» YOUR TASK: Please count the lines in the entries below that contain the string "stump", and reply with that number alone.

» EXTRACTED DATA:
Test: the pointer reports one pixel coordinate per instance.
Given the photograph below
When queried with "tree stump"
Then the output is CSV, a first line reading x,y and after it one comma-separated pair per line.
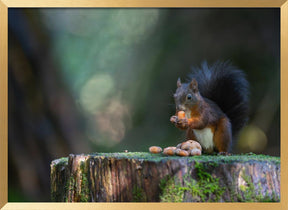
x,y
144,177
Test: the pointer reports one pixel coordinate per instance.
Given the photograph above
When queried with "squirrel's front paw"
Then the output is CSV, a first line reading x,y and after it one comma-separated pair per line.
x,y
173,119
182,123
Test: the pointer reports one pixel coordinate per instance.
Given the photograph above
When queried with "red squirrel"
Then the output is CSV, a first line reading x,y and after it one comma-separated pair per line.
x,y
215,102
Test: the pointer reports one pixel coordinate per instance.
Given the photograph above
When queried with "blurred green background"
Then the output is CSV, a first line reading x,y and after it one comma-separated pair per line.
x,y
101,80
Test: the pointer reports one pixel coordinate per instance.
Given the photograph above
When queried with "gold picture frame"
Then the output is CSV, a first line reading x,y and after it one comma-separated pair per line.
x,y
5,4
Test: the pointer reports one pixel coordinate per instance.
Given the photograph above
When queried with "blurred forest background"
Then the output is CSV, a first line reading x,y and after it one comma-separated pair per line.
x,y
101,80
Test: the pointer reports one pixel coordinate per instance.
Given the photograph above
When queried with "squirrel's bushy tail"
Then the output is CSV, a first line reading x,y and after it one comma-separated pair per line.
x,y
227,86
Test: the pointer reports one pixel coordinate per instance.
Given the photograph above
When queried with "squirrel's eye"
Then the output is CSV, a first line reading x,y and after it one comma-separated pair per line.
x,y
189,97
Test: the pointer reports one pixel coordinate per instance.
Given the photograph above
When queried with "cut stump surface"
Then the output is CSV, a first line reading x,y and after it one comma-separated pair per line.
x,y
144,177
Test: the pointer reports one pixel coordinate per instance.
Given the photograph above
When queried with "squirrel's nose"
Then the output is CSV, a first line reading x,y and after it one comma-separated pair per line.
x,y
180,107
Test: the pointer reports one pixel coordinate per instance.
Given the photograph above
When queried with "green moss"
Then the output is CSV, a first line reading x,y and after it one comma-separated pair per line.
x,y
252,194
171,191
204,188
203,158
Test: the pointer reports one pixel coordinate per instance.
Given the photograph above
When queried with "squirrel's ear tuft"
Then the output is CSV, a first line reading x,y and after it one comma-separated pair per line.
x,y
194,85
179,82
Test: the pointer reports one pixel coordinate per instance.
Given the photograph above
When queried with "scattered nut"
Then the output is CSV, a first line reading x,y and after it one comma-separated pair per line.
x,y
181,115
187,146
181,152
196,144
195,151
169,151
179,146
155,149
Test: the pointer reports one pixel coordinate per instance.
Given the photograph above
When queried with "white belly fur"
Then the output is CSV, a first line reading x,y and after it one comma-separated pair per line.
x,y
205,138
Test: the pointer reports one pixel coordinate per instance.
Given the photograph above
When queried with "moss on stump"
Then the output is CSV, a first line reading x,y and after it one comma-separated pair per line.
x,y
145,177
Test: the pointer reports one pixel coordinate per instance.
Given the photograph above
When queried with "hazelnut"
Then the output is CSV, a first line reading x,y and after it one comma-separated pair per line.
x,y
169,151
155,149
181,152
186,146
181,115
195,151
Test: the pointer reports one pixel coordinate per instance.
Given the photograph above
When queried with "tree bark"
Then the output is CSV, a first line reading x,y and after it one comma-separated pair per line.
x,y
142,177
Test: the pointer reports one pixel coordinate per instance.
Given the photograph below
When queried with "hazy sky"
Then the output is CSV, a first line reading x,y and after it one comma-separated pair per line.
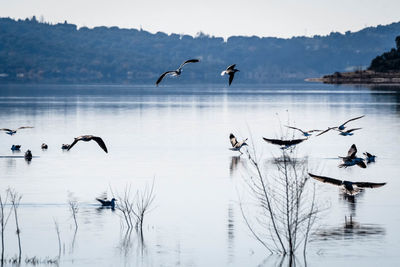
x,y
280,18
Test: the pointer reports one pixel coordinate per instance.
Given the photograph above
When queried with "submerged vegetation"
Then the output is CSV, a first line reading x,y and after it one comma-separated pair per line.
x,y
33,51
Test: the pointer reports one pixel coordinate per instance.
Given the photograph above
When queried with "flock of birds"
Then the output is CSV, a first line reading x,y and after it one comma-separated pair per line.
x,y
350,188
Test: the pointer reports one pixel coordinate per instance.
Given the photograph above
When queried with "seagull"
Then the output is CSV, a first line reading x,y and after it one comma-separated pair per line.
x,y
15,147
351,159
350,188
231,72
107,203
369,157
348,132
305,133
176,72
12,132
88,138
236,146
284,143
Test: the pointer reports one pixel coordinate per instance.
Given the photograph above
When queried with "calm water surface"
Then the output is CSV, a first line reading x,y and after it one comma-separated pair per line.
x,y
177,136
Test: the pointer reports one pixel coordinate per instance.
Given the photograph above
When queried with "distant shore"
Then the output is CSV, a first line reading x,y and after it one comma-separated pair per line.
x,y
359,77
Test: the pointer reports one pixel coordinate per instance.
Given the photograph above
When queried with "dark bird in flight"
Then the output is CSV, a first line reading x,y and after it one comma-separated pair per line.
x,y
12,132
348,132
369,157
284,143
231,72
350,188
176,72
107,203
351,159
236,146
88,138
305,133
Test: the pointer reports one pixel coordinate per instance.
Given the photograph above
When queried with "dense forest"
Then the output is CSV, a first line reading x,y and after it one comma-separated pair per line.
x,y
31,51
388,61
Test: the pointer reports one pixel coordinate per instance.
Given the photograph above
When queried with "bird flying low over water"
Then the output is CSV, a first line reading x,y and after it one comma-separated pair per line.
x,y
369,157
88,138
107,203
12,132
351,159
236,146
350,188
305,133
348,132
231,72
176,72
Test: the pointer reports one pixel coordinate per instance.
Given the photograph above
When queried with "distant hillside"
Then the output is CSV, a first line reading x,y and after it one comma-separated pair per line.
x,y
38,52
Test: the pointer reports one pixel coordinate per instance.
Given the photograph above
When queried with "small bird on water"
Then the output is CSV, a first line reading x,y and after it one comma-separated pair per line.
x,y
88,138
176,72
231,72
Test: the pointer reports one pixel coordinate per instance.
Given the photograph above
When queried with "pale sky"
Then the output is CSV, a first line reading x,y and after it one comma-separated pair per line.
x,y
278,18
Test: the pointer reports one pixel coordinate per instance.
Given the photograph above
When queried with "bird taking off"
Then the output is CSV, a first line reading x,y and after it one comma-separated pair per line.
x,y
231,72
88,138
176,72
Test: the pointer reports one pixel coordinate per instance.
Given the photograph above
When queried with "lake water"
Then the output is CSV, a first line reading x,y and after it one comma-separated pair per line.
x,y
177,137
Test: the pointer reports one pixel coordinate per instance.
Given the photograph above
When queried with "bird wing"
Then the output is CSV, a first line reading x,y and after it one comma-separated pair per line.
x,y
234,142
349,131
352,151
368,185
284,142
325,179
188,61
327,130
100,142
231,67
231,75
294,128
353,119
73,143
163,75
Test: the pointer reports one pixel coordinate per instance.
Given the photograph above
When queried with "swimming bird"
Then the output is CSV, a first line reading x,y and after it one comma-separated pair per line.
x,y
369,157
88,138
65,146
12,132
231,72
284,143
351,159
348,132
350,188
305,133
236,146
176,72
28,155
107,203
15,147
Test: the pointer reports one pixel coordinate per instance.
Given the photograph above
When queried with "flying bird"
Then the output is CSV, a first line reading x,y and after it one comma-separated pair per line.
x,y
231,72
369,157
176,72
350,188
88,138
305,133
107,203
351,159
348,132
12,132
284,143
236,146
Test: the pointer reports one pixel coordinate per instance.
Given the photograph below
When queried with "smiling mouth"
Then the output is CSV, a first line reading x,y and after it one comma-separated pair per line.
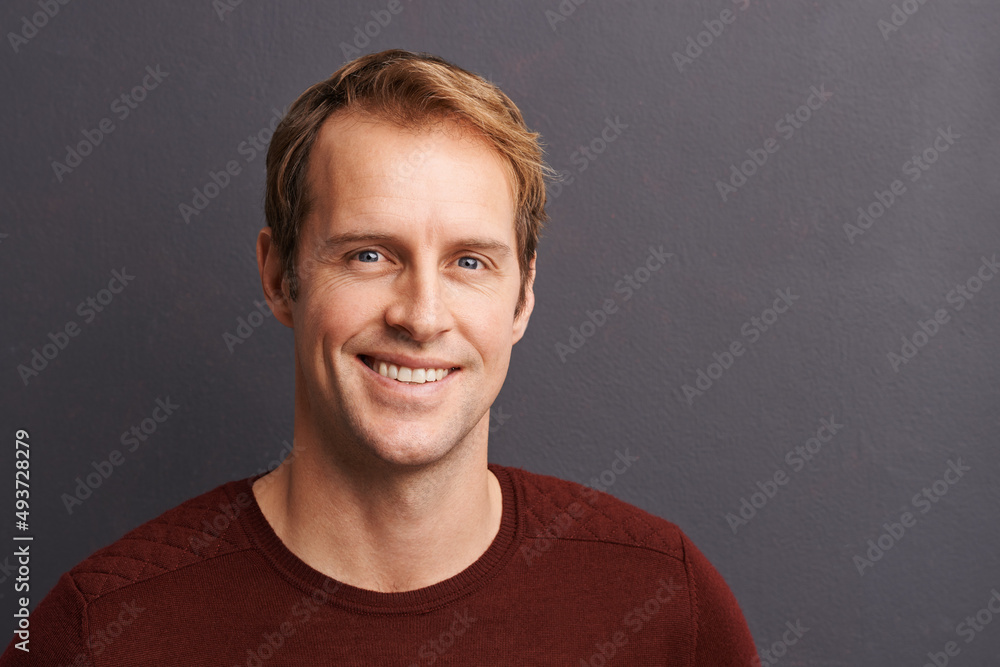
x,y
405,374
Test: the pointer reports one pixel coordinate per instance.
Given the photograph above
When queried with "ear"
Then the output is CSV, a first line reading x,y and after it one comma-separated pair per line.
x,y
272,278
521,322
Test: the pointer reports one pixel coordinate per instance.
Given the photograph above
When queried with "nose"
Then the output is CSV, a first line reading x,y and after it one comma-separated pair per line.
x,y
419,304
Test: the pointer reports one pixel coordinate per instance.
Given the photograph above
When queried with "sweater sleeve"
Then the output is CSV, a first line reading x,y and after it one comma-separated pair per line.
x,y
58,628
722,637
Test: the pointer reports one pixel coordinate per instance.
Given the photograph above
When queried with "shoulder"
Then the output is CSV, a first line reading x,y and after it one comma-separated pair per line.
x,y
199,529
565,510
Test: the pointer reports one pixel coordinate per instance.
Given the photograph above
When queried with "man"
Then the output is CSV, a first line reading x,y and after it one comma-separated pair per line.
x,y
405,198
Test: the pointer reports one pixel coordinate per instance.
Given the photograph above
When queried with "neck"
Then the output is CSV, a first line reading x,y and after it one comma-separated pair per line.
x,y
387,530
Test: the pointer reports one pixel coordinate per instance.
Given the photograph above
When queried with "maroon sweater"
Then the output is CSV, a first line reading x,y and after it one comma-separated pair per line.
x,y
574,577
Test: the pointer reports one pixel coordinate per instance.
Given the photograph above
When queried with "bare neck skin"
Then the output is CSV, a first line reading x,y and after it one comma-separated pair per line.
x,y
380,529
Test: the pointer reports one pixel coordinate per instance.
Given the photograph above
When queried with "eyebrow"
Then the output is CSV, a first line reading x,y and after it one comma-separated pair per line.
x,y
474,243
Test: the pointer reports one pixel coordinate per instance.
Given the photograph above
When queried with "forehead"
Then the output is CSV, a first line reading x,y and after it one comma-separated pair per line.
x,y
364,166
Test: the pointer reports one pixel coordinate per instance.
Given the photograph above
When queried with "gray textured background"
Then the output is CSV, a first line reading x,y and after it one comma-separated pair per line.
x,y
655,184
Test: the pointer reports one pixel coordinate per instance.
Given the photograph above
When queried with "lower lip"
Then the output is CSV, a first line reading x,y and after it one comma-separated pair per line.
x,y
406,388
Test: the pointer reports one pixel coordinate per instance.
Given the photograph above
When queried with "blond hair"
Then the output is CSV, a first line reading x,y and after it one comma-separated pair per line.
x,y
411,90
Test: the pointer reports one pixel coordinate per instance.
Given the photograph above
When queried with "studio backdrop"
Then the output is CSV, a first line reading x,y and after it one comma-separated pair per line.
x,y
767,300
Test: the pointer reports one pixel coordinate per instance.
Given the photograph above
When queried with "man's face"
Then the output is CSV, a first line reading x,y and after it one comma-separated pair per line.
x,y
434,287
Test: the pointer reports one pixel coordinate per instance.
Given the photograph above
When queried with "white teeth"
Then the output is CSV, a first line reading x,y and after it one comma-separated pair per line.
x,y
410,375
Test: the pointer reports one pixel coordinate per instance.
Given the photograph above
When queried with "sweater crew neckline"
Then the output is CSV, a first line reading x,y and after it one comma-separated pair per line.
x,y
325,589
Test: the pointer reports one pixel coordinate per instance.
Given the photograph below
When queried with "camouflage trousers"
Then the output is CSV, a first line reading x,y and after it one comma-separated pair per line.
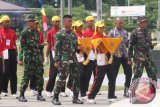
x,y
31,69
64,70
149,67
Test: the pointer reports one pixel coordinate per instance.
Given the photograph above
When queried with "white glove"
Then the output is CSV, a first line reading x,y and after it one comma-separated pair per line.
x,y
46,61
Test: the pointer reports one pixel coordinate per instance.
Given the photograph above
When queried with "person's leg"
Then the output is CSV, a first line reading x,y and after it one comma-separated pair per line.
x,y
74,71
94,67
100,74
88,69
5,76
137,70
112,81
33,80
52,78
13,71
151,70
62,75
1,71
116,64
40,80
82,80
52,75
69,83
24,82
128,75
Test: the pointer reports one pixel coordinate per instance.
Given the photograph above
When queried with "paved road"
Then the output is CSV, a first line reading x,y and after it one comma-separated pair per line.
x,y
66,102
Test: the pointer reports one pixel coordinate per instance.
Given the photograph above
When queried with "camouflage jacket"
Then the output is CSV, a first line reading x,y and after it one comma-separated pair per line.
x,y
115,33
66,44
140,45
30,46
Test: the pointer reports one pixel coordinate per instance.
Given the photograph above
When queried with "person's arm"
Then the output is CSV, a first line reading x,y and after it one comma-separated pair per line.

» TASK OUTPUT: 3